- [Partes do exercício]
[a] Transcreva literalmente o trecho do texto sobre drogas e sexualidade que começa em "A COCAÍNA E" e segue até "uma outra coisa.".
[b] As afirmações a seguir concordam com o texto sobre drogas e sexualidade? (i) A cocaína dá autoconhecimento a quem a usa. (ii) Quem fala nunca se ligou a movimentos de liberação gay. (iii) O álcool está cada vez menos popular entre os jovens. Responda sim ou não a cada uma e cite as palavras do texto que decidem.
[c] Continue o texto sobre drogas e sexualidade a partir do ponto em que ele termina.

A COCAÍNA E A ILUSÃO DO PODER
Tem droga mais urbana que a cocaína, mais de consumo? É uma coisa de poder, a cocaína te dá uma ilusão de poder, é uma droga completamente capitalista, te reforça o ego, não te dá autoconhecimento nenhum, você tem a ilusão de ter superpoderes. E o álcool, outra droga cada vez mais popular entre os jovens, embota os sentidos. As pessoas já não suportam sentir tanto. Minha geração estava muito mais preocupada com o espírito, lembra como nos preocupávamos com o alto astral, em fazer uma boa viagem, ver Deus, voar? Agora é uma outra coisa.

TODAS AS COISAS NUMA SÓ
O homossexualismo está sendo mais aceito, ou mais entendido, mas só de certa forma. Porque continua sendo um estigma. Antes, a pessoa ser homossexual era a lama. Aí a coisa passou a ser mais discutida, relatórios daqui e dali, e de repente virou moda. Mas profundamente a questão não foi resolvida. Nunca me liguei a movimentos de liberação gay porque eu acho que não existe homossexualismo, existe sexualismo. As pessoas são sexuadas ou assexuadas. Tem gente que é assexuada e não gosta de transar. Mas se você é sexuado e você transa, às vezes você transa com homem, às vezes transa com mulher, transa com pessoas. Quando você põe o rótulo homossexual, reforça preconceitos. Nós nos perdemos de nossa condição de bicho, de animal, e aí ficou essa coisa dividida, ou você é heterossexual ou é homossexual, ou é de esquerda ou de direita. Está tudo partido, tudo fragmentado. Acho que a grande esperança seria a esperança de voltarmos a ser um. Ou sermos todas as coisas numa só, que é o que não conseguimos.

- [Amostra dos dados]

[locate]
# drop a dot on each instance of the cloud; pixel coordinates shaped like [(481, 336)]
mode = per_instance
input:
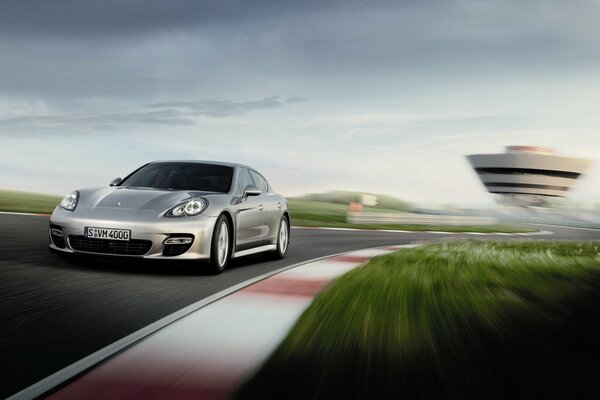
[(176, 113), (11, 126), (224, 108)]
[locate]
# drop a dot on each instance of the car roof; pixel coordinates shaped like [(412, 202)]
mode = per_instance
[(222, 163)]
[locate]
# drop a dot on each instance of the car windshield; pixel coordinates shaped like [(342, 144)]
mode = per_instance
[(182, 176)]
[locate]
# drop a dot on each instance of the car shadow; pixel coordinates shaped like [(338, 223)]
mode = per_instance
[(150, 267)]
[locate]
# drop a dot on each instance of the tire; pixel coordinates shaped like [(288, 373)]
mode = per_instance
[(283, 240), (220, 249)]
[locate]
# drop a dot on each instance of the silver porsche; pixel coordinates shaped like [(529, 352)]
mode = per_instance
[(197, 210)]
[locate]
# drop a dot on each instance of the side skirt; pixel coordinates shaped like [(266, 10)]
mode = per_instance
[(255, 250)]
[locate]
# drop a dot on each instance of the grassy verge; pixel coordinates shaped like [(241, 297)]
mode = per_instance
[(333, 215), (455, 320), (27, 202)]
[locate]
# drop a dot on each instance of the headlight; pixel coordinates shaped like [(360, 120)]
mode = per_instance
[(189, 208), (70, 201)]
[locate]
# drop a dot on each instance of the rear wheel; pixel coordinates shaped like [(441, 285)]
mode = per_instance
[(220, 251)]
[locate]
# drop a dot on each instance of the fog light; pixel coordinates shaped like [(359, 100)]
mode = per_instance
[(180, 240)]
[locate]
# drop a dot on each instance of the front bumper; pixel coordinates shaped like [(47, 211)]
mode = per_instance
[(148, 232)]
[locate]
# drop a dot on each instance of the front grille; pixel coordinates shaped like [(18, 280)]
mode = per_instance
[(171, 250), (132, 247)]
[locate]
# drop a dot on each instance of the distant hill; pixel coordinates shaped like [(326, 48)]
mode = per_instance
[(344, 197)]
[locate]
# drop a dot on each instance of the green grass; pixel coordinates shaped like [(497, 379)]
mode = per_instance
[(333, 215), (27, 202), (458, 320), (344, 197)]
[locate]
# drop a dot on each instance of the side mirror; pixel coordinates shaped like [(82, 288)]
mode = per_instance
[(115, 182), (251, 190)]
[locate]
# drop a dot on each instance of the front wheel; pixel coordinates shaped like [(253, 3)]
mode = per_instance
[(283, 239), (220, 251)]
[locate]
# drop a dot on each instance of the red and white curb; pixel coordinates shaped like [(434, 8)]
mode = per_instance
[(208, 349), (540, 232)]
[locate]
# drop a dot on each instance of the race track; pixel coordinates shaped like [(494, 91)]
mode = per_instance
[(54, 311)]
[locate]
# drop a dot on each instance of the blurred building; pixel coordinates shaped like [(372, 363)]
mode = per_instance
[(527, 175)]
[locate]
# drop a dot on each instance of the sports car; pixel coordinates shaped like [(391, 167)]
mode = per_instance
[(195, 210)]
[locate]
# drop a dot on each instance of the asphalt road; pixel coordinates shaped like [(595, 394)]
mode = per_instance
[(54, 311)]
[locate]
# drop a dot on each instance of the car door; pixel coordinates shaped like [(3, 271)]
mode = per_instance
[(272, 209), (249, 214)]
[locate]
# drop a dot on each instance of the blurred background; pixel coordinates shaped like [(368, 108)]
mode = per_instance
[(379, 97)]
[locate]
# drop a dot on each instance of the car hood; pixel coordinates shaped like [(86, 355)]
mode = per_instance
[(126, 198)]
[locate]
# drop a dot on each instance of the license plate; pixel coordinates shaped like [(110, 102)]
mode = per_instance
[(107, 233)]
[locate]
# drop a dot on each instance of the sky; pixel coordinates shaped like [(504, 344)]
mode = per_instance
[(378, 96)]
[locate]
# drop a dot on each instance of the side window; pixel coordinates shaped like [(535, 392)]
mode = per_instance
[(243, 180), (259, 181)]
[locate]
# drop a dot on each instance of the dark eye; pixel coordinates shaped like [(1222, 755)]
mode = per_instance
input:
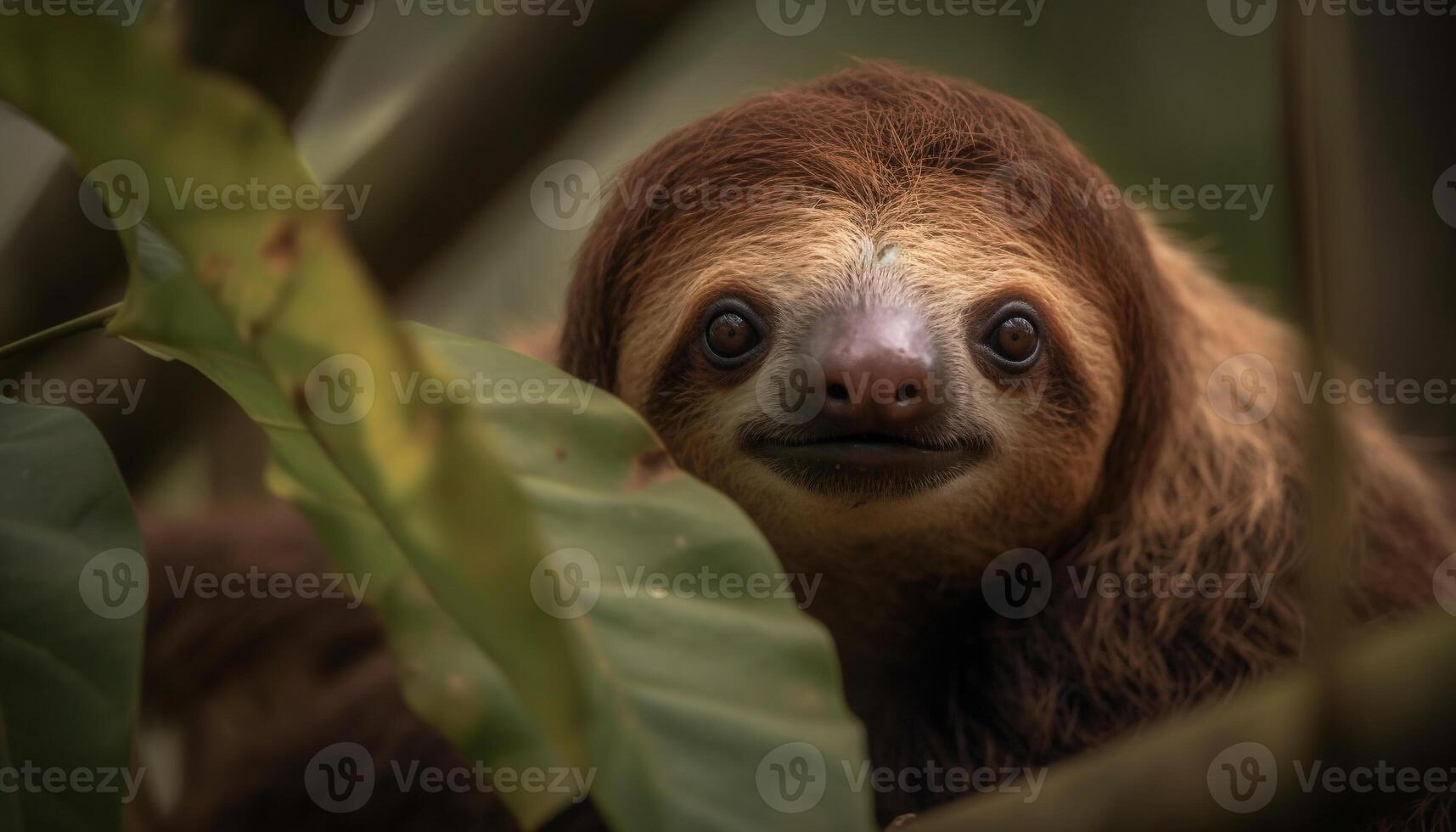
[(1015, 340), (731, 334)]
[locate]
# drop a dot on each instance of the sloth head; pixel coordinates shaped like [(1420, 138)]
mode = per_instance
[(874, 312)]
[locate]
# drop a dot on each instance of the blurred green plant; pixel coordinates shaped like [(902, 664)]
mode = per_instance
[(673, 703), (71, 583)]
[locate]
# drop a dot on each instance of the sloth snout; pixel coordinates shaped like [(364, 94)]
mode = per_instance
[(880, 368)]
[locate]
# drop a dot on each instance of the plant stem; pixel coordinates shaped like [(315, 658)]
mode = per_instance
[(89, 321)]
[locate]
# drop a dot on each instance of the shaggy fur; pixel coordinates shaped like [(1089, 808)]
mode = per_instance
[(887, 187)]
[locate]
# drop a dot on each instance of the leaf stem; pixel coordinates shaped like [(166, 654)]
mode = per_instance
[(89, 321)]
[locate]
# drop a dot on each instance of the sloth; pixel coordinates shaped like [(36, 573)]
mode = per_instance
[(880, 313)]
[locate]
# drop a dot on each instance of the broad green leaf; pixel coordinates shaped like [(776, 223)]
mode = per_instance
[(527, 524), (71, 596)]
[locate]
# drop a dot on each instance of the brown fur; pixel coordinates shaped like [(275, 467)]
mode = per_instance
[(1126, 465)]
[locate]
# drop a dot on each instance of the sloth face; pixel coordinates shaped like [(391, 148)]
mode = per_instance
[(902, 385), (881, 319)]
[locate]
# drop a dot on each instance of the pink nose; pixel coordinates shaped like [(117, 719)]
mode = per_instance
[(880, 368)]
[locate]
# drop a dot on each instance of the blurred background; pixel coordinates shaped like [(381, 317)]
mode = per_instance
[(452, 118)]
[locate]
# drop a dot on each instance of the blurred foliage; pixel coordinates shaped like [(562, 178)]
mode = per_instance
[(71, 659)]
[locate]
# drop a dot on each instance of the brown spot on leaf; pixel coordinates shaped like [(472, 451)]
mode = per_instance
[(651, 467), (281, 250)]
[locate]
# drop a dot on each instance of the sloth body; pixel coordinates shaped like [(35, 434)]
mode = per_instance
[(1043, 384)]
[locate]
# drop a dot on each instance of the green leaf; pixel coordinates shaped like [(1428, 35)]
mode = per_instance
[(513, 516), (71, 593)]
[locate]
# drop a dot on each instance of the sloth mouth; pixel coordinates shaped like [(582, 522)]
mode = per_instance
[(868, 465)]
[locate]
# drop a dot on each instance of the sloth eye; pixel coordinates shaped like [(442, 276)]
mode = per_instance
[(1015, 341), (731, 334)]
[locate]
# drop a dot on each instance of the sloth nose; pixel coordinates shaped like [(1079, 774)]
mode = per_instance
[(880, 369)]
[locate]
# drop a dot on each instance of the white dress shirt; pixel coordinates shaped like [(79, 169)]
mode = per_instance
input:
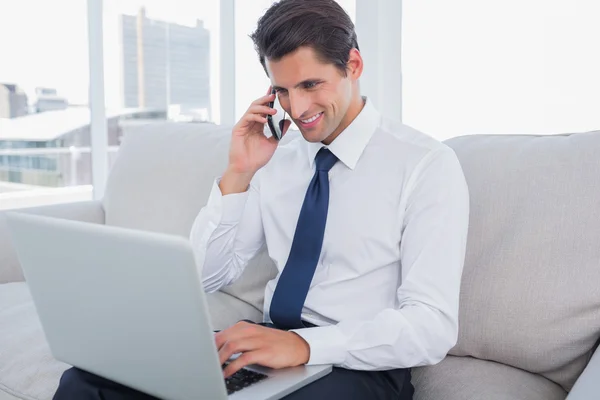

- [Resultados do exercício]
[a]
A COCAÍNA E A ILUSÃO DO PODER
Tem droga mais urbana que a cocaína, mais de consumo? É uma coisa de poder, a cocaína te dá uma ilusão de poder, é uma droga completamente capitalista, te reforça o ego, não te dá autoconhecimento nenhum, você tem a ilusão de ter superpoderes. E o álcool, outra droga cada vez mais popular entre os jovens, embota os sentidos. As pessoas já não suportam sentir tanto. Minha geração estava muito mais preocupada com o espírito, lembra como nos preocupávamos com o alto astral, em fazer uma boa viagem, ver Deus, voar? Agora é uma outra coisa.

[b]
(i) Não: "não te dá autoconhecimento nenhum".
(ii) Sim: "Nunca me liguei a movimentos de liberação gay".
(iii) Não: "outra droga cada vez mais popular entre os jovens".

[c]
OUVINDO OS PROBLEMAS DOS OUTROS
A psicanálise me ajudou a me sentir menos rejeitado, a expressar melhor o meu amor pelas pessoas, a dividir, a ter menos pudor de amparar pessoas ou de me amparar em pessoas, de dividir o que é bom e o que é ruim, me ajudou muito a ver o não-eu, o que está fora de mim. Eu fazia psicodrama em grupo, ouvia muito os problemas dos outros, e chegou a um ponto que eu até conseguia ajudar os outros. No ano passado fiz um workshop de 15 dias com 60 pessoas numa fazenda em Pirassununga, isoladas, terapia intensiva. Três pessoas piraram. O quarto onde eu estava ficou conhecido como o reduto da sanidade. Fiquei completamente espantado com isso. Essa experiência foi uma das coisas mais importantes da minha vida.

O QUE É A LITERATURA?
Fico um pouco confuso com essa roda viva em que estou há duas semanas com essa história de lançamento do livro, com entrevistas e conversas e tudo. Fica muito ego, super ego. Isso me perturba. Acho que eu não tenho importância nenhuma, acho que meu livro não tem importância, não vai modificar nada. Mas escrever para mim é muito importante e talvez eu seja veículo de alguma coisa misteriosa. Não sei, quem sabe eu possa ajudar alguma pessoa que me ler a entender melhor o momento que ela está vivendo. Mas isso é ocasional. Não acho que meu livro tenha importância social. Significação literária sim, eu acho que ele tem. Tem forma, é maduro, é bem cuidado, é bonito. Mas o que é a literatura? O bonito é uma preocupação grande minha, o estético. Até a dor. A estetização da dor.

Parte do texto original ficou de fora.